**WHAT TO DO**:
Whenever a line carries the word "marigold", pull it out of the entries.

**INPUT RECORDS**:
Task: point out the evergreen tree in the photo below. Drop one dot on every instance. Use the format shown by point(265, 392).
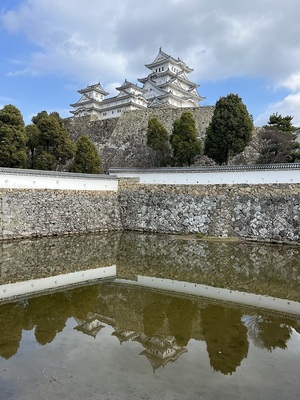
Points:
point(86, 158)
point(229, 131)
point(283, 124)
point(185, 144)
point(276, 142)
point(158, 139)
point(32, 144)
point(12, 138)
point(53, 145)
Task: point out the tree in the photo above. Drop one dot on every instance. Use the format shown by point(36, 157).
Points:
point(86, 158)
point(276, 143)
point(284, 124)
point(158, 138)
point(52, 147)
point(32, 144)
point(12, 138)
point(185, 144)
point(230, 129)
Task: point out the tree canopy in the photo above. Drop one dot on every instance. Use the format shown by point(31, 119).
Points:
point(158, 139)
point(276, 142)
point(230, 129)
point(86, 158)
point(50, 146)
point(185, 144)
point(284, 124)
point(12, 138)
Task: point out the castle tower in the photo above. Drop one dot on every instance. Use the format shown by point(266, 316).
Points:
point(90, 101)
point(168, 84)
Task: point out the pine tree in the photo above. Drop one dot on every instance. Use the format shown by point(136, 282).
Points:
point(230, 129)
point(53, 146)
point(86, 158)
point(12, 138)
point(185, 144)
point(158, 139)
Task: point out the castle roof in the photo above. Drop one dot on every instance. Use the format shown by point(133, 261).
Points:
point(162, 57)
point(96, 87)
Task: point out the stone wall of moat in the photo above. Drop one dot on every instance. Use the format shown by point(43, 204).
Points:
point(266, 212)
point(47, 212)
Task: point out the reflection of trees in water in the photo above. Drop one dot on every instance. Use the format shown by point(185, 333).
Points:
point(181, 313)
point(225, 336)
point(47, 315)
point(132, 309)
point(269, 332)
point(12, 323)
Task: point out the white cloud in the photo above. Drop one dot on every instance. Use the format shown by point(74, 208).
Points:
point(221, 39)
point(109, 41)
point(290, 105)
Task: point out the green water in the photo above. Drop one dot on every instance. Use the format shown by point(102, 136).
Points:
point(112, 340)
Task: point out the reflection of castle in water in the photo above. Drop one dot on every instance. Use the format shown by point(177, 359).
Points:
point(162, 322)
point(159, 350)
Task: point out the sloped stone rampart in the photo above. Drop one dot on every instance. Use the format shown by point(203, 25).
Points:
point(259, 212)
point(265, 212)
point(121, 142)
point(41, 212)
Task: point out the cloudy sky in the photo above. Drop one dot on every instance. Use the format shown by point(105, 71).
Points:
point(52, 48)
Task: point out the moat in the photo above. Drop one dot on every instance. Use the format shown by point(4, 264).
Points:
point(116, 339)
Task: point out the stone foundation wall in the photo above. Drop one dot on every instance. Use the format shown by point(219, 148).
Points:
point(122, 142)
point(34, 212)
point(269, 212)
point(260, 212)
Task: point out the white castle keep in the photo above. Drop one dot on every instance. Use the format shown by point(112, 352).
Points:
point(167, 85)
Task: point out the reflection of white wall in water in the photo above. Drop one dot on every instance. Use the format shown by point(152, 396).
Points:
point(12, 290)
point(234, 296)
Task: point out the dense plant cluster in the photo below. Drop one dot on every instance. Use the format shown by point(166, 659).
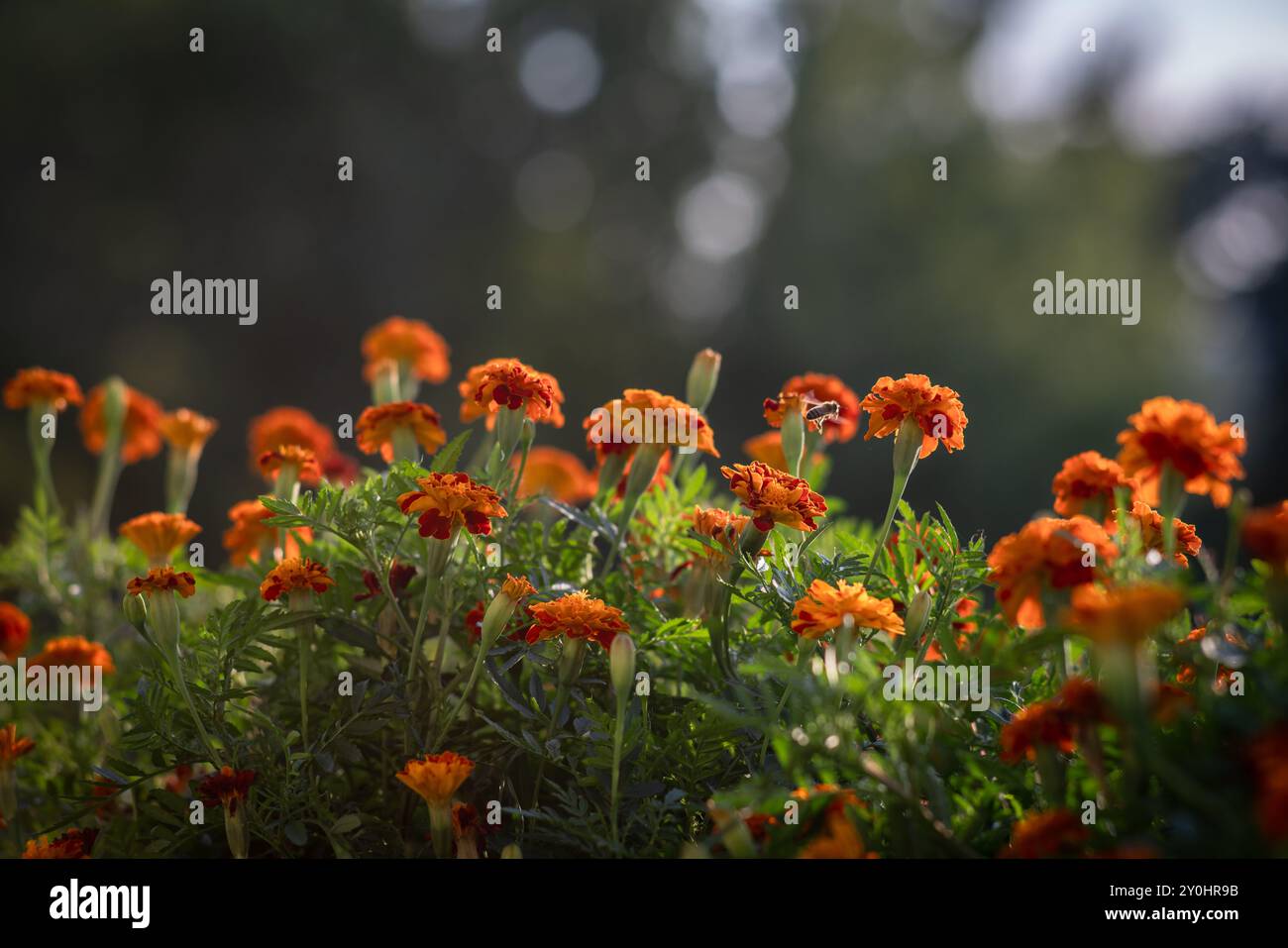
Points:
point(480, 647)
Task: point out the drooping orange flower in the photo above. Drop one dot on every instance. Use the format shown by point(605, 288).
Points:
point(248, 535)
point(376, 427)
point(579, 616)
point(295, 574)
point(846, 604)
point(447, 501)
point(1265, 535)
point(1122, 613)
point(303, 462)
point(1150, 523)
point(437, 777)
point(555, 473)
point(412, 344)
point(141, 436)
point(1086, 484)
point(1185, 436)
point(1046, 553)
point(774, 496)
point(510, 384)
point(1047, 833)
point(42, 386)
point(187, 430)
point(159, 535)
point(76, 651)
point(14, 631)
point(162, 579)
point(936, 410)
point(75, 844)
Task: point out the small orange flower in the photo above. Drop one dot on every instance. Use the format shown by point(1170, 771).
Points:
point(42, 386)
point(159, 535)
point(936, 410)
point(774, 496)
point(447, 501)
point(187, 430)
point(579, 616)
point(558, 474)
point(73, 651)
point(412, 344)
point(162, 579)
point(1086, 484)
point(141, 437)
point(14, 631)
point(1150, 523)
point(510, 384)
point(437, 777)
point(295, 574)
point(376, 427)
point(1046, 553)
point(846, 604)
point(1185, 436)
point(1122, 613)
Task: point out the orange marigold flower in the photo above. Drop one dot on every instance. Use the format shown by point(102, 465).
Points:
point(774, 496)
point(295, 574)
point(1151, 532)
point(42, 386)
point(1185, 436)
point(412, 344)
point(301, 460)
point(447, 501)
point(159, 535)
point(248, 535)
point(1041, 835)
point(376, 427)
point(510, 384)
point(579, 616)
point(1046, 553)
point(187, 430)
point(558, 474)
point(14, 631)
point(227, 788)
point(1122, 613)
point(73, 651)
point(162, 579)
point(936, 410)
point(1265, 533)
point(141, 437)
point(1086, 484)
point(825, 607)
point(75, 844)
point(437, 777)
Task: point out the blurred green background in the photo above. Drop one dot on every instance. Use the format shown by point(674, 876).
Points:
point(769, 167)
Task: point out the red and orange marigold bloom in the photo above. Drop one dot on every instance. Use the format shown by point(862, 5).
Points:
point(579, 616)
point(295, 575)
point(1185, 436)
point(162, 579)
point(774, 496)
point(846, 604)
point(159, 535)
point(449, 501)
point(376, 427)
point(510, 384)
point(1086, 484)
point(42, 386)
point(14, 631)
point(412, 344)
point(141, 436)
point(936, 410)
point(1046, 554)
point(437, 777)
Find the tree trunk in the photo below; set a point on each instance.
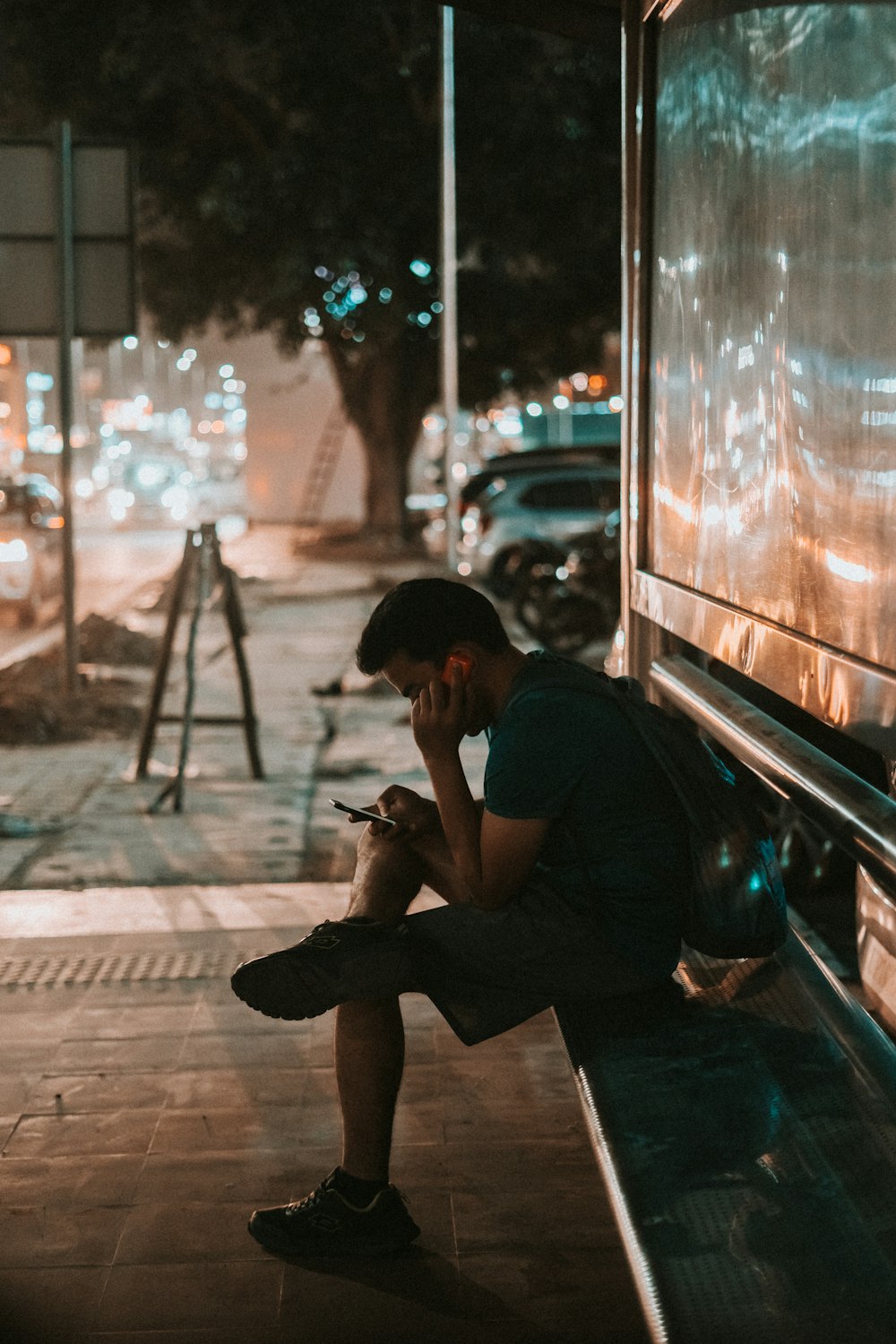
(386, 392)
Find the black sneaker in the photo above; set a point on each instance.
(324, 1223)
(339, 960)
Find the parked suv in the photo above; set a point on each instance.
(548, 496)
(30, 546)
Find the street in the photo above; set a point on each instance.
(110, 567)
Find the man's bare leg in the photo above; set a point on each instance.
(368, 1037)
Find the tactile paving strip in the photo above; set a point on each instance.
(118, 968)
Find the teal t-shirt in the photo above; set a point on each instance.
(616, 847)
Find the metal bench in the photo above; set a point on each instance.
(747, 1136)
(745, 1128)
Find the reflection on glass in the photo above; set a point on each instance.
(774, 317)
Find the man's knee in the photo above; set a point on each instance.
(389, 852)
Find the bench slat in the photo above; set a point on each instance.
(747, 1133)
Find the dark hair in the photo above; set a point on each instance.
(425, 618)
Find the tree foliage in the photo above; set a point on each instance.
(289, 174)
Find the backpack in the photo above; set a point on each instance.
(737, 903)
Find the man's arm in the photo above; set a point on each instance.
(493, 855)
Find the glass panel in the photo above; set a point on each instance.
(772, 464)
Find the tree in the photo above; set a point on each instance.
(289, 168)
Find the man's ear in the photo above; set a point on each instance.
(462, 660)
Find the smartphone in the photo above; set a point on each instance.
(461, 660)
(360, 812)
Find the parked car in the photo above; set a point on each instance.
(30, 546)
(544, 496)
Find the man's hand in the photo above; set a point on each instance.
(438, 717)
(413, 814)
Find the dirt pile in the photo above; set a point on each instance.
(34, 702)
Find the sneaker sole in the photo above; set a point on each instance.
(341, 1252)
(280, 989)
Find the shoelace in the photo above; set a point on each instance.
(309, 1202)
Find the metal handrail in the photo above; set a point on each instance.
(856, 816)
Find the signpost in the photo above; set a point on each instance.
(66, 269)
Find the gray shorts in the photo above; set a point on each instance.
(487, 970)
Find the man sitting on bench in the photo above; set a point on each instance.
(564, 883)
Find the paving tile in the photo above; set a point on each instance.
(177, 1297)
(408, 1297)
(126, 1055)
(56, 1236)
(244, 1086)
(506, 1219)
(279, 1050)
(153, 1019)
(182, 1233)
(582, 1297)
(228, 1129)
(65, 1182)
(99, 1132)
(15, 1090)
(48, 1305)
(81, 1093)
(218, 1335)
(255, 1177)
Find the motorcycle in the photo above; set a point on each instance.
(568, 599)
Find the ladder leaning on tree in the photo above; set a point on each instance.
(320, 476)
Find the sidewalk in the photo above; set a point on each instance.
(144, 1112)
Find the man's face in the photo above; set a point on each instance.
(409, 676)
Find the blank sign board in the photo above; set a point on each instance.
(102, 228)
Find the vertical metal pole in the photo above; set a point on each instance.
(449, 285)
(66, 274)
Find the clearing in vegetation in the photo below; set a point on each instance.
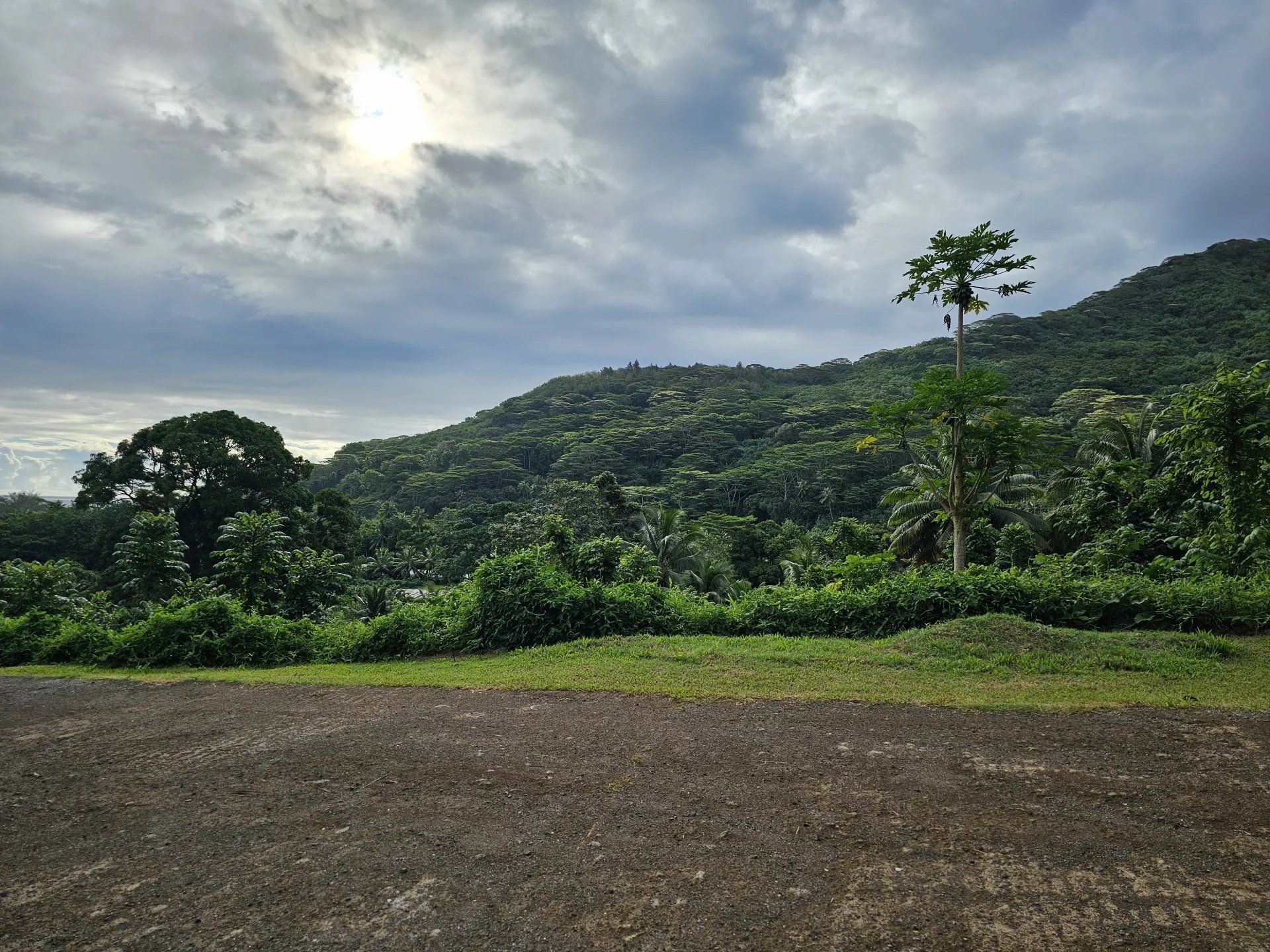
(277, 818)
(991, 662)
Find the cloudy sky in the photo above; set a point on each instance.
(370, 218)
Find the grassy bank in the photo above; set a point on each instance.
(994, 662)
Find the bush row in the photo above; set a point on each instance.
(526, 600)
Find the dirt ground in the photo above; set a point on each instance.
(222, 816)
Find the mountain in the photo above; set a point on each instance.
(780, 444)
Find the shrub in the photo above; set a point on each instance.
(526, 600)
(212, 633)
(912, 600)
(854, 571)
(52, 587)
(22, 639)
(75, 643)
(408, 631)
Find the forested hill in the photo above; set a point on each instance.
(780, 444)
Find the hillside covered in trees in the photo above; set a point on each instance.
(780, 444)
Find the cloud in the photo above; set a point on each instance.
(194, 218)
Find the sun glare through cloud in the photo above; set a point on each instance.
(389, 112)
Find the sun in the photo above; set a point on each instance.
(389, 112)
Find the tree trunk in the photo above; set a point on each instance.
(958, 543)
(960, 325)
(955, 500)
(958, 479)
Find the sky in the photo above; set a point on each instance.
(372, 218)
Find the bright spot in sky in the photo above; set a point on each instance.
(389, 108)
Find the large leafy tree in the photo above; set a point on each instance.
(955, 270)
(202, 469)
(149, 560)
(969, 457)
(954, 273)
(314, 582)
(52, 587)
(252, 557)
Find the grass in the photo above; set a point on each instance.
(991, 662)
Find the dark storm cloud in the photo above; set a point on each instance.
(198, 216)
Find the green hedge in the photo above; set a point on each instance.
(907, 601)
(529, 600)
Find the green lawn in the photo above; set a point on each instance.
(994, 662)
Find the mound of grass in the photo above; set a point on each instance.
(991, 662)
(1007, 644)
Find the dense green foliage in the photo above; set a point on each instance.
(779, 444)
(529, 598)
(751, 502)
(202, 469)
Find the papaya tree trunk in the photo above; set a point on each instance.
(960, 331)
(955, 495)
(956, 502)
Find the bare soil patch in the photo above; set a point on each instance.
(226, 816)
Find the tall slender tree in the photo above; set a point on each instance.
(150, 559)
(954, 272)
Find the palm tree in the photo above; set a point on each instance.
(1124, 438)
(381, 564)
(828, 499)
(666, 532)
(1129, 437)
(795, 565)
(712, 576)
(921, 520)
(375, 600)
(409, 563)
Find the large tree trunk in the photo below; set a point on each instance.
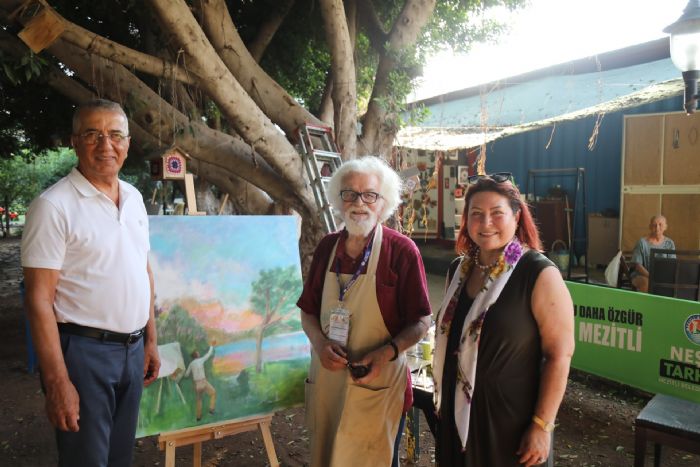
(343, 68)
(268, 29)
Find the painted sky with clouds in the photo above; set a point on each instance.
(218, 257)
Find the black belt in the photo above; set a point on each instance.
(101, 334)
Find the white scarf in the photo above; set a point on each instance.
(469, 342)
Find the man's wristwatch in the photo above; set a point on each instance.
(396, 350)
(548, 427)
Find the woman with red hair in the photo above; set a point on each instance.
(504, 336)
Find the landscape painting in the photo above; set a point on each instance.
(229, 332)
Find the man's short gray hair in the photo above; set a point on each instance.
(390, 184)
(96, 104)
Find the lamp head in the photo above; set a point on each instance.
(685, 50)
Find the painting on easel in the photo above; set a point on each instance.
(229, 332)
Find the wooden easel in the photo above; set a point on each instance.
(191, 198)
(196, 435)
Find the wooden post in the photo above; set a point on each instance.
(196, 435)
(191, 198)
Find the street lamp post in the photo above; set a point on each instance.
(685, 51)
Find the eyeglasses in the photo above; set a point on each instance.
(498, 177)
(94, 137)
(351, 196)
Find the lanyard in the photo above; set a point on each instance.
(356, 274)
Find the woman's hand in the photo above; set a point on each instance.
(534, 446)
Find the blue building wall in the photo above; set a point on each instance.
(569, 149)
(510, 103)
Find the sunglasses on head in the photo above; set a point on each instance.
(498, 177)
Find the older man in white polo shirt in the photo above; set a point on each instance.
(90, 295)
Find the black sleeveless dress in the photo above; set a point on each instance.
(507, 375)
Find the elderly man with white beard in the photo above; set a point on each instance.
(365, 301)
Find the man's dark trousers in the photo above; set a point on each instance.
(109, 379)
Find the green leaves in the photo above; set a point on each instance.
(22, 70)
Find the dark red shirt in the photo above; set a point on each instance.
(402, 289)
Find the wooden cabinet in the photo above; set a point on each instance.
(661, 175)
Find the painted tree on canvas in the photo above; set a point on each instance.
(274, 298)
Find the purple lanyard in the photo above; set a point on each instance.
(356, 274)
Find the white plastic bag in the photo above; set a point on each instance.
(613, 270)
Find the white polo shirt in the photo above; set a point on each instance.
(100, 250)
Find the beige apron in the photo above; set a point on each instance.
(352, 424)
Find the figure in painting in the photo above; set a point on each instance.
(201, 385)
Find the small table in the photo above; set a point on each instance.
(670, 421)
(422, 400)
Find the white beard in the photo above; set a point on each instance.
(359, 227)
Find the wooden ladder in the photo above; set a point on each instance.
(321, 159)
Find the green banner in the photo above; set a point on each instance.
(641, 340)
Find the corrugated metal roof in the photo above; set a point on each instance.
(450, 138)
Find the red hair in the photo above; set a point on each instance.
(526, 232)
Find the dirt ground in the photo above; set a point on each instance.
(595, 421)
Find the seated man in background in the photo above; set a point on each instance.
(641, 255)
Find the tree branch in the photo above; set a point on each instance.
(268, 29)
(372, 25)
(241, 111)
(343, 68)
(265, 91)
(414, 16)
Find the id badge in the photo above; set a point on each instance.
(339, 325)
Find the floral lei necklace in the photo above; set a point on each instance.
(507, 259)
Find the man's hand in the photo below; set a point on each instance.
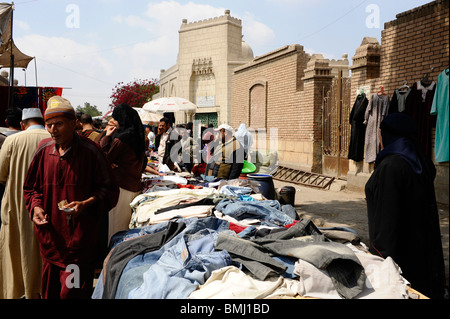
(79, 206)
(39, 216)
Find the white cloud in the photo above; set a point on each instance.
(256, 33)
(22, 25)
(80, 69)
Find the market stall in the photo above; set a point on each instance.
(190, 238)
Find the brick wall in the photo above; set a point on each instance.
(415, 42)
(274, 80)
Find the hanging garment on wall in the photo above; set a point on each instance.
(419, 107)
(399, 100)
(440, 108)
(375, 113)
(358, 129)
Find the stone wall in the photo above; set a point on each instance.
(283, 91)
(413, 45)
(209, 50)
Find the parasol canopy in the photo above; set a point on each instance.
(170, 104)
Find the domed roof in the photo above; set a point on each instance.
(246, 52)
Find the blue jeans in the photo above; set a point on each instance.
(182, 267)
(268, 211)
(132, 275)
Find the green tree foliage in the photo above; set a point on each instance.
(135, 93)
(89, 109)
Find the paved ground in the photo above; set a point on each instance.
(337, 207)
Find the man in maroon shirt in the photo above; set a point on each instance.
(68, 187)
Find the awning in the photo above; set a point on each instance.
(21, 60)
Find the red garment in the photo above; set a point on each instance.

**EXERCISE SOLUTION**:
Task: point out the orange marigold flower in the photo above. Drop one dot on every instance. Use the format shown by point(102, 465).
Task: point out the red and orange marigold bloom in the photo above. Drop one dot on every instance. Use the format shown by point(862, 5).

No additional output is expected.